— begin —

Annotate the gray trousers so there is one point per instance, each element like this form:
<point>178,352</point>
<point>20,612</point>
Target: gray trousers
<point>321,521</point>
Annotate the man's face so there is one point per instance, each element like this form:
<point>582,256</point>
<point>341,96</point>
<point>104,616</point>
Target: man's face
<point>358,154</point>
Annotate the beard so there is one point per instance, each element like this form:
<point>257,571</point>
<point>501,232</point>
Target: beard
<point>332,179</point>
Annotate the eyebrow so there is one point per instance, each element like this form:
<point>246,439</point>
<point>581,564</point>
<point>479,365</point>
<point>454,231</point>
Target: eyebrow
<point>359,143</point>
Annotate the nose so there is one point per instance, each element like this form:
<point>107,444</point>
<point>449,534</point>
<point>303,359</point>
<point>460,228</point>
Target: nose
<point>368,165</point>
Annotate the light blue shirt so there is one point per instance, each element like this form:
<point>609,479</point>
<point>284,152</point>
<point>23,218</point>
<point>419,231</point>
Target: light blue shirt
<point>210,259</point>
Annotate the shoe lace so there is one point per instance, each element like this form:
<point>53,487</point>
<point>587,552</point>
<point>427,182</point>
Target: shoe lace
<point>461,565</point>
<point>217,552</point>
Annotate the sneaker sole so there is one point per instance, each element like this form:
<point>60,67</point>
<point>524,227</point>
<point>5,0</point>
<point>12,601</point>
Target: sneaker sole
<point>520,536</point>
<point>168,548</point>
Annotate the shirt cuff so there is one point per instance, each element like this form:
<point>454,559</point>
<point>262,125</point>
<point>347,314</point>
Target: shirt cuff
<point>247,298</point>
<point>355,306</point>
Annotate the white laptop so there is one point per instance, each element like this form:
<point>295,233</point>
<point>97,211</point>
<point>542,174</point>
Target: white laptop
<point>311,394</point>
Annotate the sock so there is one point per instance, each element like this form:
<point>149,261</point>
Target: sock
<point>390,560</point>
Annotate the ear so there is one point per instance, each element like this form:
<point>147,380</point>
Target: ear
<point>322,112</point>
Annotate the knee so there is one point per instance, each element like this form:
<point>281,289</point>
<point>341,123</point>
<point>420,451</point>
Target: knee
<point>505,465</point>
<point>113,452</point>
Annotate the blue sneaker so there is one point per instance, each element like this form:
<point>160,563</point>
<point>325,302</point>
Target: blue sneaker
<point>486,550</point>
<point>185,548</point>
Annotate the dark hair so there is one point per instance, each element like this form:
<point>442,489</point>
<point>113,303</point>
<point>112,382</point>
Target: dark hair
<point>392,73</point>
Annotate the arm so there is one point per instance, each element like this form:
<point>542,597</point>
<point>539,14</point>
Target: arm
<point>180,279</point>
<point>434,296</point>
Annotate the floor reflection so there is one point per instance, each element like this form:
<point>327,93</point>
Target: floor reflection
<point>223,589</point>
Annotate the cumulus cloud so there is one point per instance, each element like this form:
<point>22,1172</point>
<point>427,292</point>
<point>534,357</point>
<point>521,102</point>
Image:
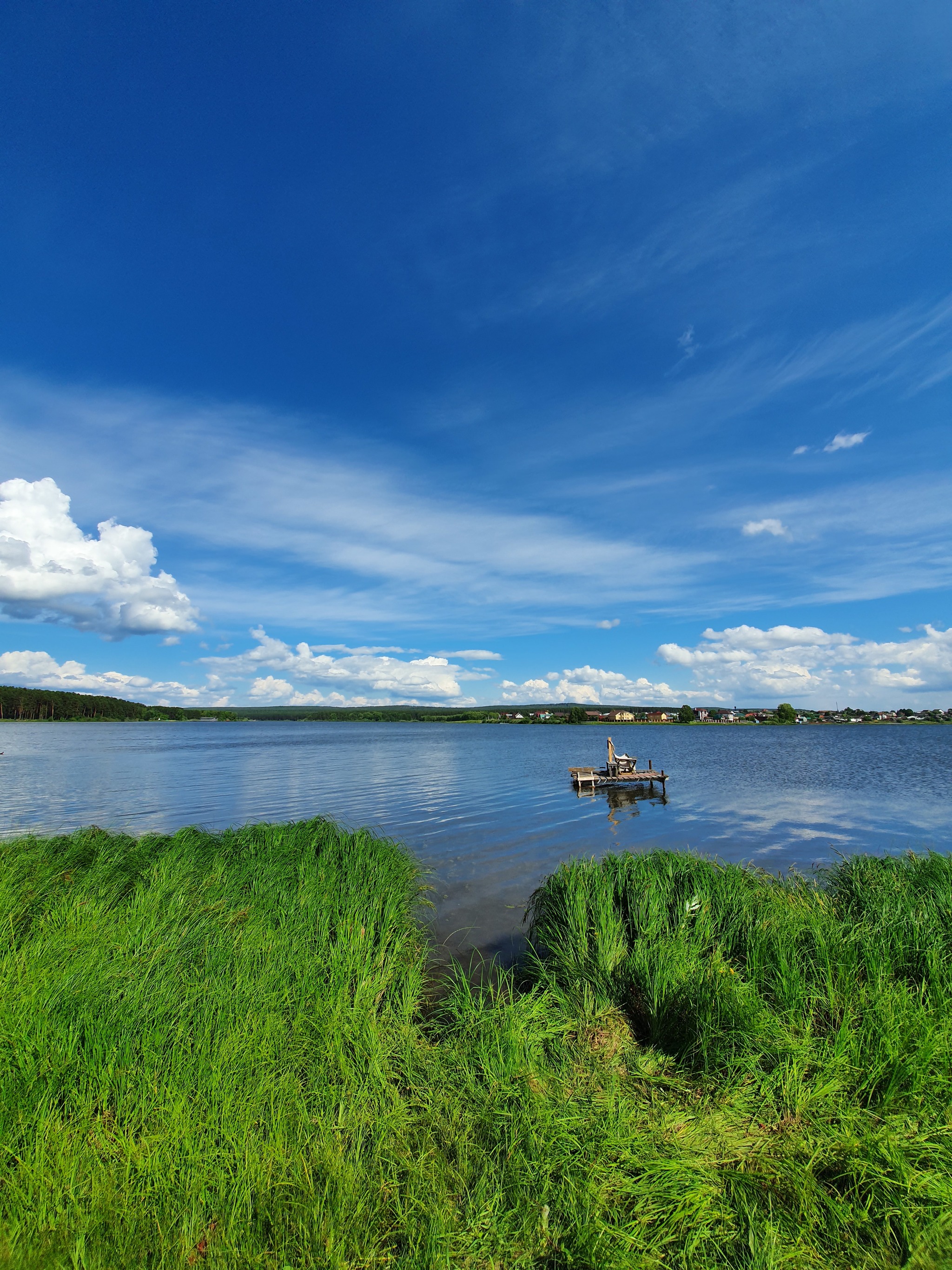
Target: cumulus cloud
<point>51,571</point>
<point>846,441</point>
<point>593,686</point>
<point>814,666</point>
<point>770,525</point>
<point>388,678</point>
<point>39,670</point>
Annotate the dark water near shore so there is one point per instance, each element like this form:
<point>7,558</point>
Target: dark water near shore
<point>490,810</point>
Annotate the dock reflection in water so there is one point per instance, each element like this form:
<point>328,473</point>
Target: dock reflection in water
<point>621,799</point>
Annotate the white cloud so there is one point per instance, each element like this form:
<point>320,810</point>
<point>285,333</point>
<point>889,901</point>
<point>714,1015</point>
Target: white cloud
<point>53,572</point>
<point>474,654</point>
<point>36,670</point>
<point>389,678</point>
<point>815,667</point>
<point>770,525</point>
<point>587,684</point>
<point>365,538</point>
<point>846,441</point>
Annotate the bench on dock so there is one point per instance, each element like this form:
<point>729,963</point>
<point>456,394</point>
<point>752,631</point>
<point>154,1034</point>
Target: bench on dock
<point>620,770</point>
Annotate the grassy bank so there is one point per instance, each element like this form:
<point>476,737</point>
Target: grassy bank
<point>225,1051</point>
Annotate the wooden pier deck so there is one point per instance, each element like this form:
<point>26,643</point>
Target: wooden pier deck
<point>620,770</point>
<point>602,777</point>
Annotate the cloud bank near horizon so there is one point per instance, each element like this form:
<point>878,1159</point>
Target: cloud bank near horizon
<point>742,665</point>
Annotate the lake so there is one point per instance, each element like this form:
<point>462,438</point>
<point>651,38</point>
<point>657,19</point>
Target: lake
<point>489,808</point>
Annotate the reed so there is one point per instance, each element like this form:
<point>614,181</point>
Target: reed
<point>225,1050</point>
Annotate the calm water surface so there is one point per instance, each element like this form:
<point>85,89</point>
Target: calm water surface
<point>490,810</point>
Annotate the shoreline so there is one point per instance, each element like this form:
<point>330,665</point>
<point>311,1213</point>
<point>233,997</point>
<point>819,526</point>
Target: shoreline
<point>696,1057</point>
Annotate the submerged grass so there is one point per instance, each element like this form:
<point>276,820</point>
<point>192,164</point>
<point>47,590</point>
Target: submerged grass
<point>224,1050</point>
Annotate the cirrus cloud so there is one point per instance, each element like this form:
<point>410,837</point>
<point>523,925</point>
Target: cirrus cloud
<point>846,441</point>
<point>388,680</point>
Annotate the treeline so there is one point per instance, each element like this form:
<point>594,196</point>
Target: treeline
<point>44,704</point>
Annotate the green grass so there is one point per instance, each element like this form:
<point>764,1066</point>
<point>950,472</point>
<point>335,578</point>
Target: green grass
<point>226,1050</point>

— end —

WHAT IS EXPECTED:
Reproduce every line of the records from the line with "Annotate the beard" to the line with "<point>359,143</point>", both ends included and request lines kept in full. Shift each coordinate in the answer points by -113, and leave the format sample points untouched.

ANSWER FOR THE TASK:
Annotate the beard so there is one point per instance, each element like this form:
<point>257,571</point>
<point>501,232</point>
Target: beard
<point>219,66</point>
Annotate the eyebrow so there is one point per instance, each element like this form:
<point>246,439</point>
<point>581,564</point>
<point>479,365</point>
<point>454,231</point>
Target: eyebrow
<point>246,30</point>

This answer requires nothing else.